Work to be completed
Every line of the entries below that carries the string "wall" should be copied.

Data for processing
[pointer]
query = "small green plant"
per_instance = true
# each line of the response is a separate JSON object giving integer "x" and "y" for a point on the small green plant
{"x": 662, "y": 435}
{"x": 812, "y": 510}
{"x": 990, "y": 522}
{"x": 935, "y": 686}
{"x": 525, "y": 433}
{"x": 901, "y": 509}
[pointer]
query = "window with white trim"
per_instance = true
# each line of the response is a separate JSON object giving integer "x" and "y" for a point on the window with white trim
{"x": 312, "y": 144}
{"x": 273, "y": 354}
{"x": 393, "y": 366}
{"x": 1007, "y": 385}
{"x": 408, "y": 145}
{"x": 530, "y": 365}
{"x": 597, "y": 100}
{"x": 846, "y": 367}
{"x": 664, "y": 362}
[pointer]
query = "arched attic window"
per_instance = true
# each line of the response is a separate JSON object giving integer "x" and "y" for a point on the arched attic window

* * *

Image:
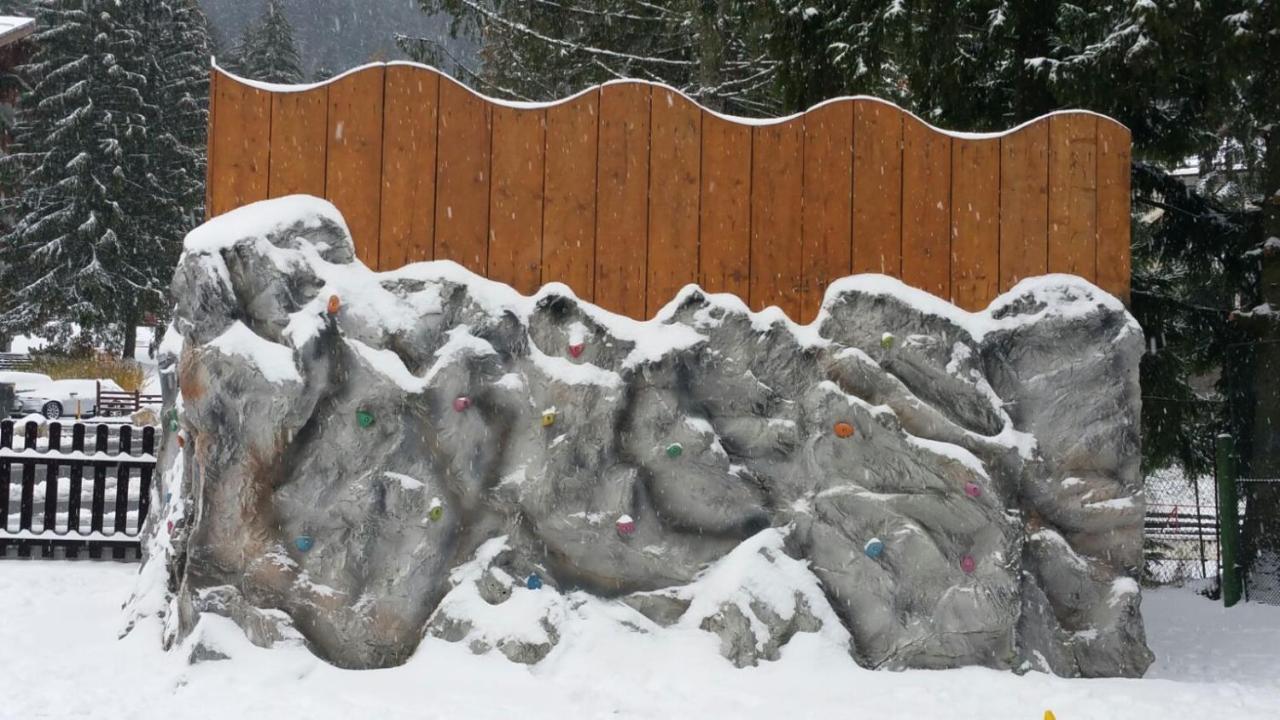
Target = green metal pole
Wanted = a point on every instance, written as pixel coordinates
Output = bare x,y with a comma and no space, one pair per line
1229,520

...

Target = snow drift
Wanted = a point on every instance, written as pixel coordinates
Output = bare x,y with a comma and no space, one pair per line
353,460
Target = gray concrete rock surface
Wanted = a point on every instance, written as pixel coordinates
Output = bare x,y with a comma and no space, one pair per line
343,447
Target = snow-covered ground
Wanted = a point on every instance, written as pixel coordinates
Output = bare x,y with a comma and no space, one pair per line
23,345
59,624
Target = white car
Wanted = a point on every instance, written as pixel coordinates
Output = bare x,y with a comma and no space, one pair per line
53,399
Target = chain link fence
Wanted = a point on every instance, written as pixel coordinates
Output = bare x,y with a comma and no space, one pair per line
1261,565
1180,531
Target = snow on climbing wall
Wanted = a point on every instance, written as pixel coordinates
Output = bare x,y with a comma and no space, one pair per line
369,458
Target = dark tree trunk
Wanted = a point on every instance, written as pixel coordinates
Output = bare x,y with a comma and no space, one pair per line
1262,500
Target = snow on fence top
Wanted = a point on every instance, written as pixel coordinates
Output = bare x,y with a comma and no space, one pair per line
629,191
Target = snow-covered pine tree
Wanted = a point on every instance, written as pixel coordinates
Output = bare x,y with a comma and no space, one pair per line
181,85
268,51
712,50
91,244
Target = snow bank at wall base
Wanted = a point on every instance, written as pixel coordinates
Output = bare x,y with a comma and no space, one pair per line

Exercise output
Target = snow on climbing wall
Target = snow bank at wall base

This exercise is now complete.